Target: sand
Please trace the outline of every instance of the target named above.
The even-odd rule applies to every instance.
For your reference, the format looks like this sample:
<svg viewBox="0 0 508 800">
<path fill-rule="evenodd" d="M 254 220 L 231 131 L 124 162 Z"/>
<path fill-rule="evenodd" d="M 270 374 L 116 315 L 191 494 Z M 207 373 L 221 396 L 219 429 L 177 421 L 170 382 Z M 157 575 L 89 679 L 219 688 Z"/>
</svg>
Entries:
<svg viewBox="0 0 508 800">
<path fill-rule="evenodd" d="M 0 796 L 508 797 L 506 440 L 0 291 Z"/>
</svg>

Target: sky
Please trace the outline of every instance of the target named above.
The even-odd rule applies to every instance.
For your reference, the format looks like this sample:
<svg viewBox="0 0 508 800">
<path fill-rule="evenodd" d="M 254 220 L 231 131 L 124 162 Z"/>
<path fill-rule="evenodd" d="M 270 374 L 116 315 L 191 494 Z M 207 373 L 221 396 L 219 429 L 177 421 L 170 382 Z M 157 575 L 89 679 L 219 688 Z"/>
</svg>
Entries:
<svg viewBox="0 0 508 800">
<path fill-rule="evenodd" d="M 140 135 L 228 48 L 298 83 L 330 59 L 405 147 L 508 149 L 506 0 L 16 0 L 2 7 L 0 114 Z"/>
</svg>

-.-.-

Return all of the data exactly as it reads.

▸ Result of this task
Target: sand
Please trace the outline of every instance of the target named above.
The even-odd rule applies to every instance.
For your reference, the format looks like this sample:
<svg viewBox="0 0 508 800">
<path fill-rule="evenodd" d="M 254 220 L 231 131 L 124 162 Z"/>
<path fill-rule="evenodd" d="M 270 374 L 116 315 L 191 494 Z M 207 373 L 221 396 L 219 429 L 177 421 L 170 382 Z M 157 575 L 89 679 L 219 688 Z"/>
</svg>
Entries:
<svg viewBox="0 0 508 800">
<path fill-rule="evenodd" d="M 0 796 L 508 797 L 506 440 L 0 291 Z"/>
</svg>

Target: sky
Please trace the outline of every instance of the target named above.
The even-odd rule applies to every instance.
For your reference, the format looks like this sample:
<svg viewBox="0 0 508 800">
<path fill-rule="evenodd" d="M 254 220 L 231 131 L 124 162 Z"/>
<path fill-rule="evenodd" d="M 270 374 L 116 315 L 191 494 Z M 207 373 L 221 396 L 219 429 L 177 421 L 170 382 Z M 157 575 L 89 679 L 219 688 Z"/>
</svg>
Entries:
<svg viewBox="0 0 508 800">
<path fill-rule="evenodd" d="M 140 135 L 228 48 L 298 83 L 330 59 L 405 147 L 508 149 L 506 0 L 16 0 L 2 7 L 0 114 Z"/>
</svg>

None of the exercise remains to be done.